Task to complete.
Once you find the line with "Every <instance> block" in the entries below, return exactly every line from it through the line with "box: [630, 340, 649, 368]".

─── Data for analysis ───

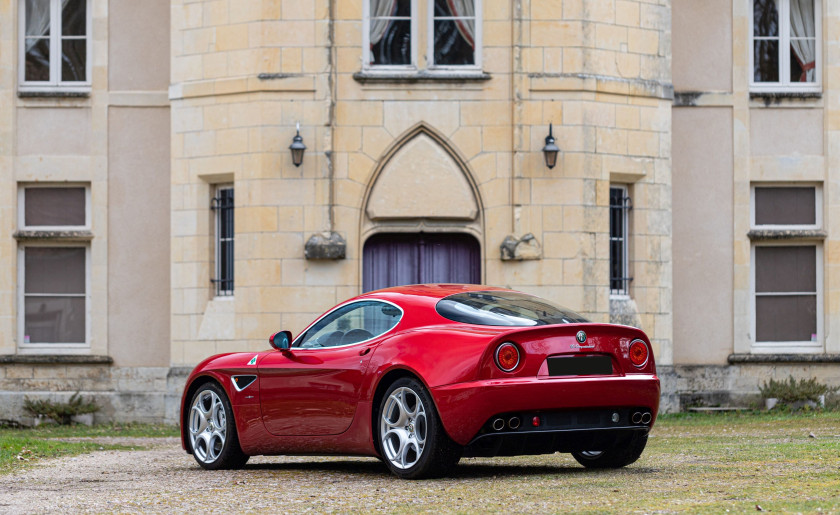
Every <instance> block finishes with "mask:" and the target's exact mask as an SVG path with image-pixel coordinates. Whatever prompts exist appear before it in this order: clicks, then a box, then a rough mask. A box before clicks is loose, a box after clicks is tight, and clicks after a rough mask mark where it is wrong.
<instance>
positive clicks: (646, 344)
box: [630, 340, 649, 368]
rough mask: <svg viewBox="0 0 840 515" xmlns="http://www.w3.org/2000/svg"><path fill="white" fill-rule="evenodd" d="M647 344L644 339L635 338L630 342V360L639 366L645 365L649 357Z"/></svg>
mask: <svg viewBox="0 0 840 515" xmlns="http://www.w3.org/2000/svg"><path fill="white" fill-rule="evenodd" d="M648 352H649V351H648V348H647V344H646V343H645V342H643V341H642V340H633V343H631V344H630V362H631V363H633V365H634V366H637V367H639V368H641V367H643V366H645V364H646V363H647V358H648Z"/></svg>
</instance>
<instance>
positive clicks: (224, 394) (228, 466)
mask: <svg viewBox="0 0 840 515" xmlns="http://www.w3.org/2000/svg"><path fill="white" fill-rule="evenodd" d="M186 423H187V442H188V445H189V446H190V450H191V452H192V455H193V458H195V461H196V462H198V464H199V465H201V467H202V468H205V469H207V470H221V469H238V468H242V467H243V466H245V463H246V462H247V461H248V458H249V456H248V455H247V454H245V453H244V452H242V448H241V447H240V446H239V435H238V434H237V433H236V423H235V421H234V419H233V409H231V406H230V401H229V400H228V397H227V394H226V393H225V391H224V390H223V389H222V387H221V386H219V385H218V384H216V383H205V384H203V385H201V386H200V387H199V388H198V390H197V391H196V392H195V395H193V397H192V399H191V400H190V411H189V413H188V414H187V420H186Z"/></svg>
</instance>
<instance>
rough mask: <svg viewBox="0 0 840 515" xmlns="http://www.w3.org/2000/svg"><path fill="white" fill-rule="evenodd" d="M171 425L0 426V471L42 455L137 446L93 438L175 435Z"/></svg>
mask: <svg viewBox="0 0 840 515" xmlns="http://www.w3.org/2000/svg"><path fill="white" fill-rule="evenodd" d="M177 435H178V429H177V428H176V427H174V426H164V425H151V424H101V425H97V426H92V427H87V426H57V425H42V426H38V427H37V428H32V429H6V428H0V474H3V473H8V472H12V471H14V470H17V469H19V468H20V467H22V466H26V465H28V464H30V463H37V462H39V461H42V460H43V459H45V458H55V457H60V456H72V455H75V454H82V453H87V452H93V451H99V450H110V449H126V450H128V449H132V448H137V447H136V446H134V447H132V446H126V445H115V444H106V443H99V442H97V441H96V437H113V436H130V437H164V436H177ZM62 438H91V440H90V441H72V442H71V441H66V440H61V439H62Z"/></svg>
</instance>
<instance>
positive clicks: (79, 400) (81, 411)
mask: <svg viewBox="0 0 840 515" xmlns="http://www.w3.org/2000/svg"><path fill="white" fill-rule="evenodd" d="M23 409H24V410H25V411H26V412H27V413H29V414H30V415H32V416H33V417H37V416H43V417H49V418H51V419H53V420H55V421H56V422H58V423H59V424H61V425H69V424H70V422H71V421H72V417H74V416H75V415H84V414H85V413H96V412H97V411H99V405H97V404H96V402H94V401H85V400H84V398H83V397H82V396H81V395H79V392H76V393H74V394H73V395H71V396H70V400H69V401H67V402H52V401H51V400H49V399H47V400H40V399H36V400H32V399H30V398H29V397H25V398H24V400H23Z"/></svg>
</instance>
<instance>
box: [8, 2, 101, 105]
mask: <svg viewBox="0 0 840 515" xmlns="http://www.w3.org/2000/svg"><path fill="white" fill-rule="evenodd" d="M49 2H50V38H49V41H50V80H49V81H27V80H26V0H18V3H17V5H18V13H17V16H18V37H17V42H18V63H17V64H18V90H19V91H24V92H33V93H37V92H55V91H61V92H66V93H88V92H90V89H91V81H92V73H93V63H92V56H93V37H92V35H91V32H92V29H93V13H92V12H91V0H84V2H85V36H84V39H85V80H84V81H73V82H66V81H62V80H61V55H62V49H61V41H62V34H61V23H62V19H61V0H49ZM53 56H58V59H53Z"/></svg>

───
─── Data for analysis ───

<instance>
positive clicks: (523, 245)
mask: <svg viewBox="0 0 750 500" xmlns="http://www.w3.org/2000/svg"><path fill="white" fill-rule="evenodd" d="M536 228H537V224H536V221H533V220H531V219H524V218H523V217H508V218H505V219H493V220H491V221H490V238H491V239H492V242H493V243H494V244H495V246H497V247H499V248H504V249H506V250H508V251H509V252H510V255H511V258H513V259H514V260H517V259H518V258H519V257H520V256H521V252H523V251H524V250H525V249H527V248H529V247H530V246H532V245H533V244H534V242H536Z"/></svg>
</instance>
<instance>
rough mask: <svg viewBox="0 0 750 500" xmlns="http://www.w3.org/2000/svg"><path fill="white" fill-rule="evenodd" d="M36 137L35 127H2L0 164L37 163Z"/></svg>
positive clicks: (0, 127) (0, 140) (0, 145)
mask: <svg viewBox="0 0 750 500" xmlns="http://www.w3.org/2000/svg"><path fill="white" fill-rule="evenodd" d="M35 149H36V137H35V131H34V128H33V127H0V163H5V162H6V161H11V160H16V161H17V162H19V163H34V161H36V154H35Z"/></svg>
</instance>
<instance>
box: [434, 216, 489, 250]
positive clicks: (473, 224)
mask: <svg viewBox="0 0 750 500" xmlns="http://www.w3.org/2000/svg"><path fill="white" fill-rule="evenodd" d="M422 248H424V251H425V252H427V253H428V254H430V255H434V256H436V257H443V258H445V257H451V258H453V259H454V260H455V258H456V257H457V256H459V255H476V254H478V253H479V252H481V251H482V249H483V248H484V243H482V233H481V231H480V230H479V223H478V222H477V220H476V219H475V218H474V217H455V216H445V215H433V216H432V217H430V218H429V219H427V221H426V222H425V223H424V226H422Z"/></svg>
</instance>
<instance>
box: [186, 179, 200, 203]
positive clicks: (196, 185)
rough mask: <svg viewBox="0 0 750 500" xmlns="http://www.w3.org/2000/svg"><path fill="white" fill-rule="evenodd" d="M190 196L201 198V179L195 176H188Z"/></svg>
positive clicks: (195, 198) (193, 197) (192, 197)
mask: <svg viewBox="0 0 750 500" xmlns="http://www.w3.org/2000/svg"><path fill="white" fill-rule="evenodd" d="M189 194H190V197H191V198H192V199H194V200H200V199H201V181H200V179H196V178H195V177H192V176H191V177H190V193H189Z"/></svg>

───

Task response.
Every <instance> block finishes with "mask:" and the target's exact mask as an SVG path with image-pixel coordinates. Whatever prompts exist appear before it in this order: clicks, then a box, then a rough mask. A box before clicks is loose, a box after clicks is tight, and clicks after a rough mask mark where it is wrong.
<instance>
positive clicks: (646, 344)
box: [630, 340, 649, 368]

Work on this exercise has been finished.